**WORK INSTRUCTIONS:**
a. Answer these questions from the abstract on electrodermal activity decomposition:
(i) Into which two components are EDA signals said to be composed?
(ii) From which database were the EDA signals obtained?
(iii) Which classifiers received the extracted features?
b. List every EDA decomposition method that the abstract on electrodermal activity decomposition names, with its full name and abbreviation.

**DOCUMENT EXTRACT:**

Comparison of Electrodermal Activity Signal Decomposition Techniques for Emotion Recognition

Emotions play an essential role in human life as they are linked to well-being and markers of various diseases. Physiological signals can be used to assess emotions objectively and continuously. Electrodermal activity (EDA) is particularly interesting to assess emotions due to its relationship with the sympathetic nervous system. EDA signals are composed of tonic and phasic components that react differently to emotions, and various methods are available to obtain these components. However, the most accurate and effective method used for emotion analysis based on the phasic component of EDA has not been reported so far. This study presents the comparison of various EDA decomposition methods used for emotion detection based on levels of affective dimensions (arousal and valence) levels (low vs. high). In this study, EDA was decomposed using six methods, namely convex optimization-based EDA(cvxEDA), Time-Varying Sympathetic Activity (TVSymp), continuous decomposition analysis (CDA), dynamic causal modeling (DCM), BayesianEDA, and sparse deconvolution approach (Sparse). To test the most usable decomposition method for objective assessment of emotions, EDA signals from the database for emotion analysis using physiological signals (DEAP) were obtained. Statistical, morphological, Hjorth, and non-linear Entropy features were extracted from the phasic component obtained from each decomposition method and fed to the Random Forest and support vector machine classifiers for detection of arousal and valence affective dimension. TVSymp yielded the highest F1 score of 72.79% and 73.49% for classifying Arousal and Valence, respectively.

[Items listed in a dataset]
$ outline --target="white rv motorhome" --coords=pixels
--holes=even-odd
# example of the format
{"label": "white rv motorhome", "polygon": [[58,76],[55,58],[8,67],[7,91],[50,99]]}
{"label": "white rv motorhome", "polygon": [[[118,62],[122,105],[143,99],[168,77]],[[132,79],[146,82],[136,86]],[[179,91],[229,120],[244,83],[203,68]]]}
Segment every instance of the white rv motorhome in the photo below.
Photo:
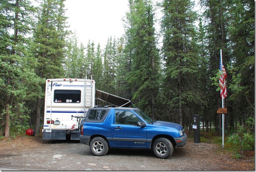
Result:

**RESPONSE LIST:**
a.
(i) Tonic and phasic components.
(ii) The database for emotion analysis using physiological signals (DEAP).
(iii) Random Forest and support vector machine.

b.
1. Convex optimization-based EDA (cvxEDA)
2. Time-Varying Sympathetic Activity (TVSymp)
3. Continuous decomposition analysis (CDA)
4. Dynamic causal modeling (DCM)
5. BayesianEDA
6. Sparse deconvolution approach (Sparse)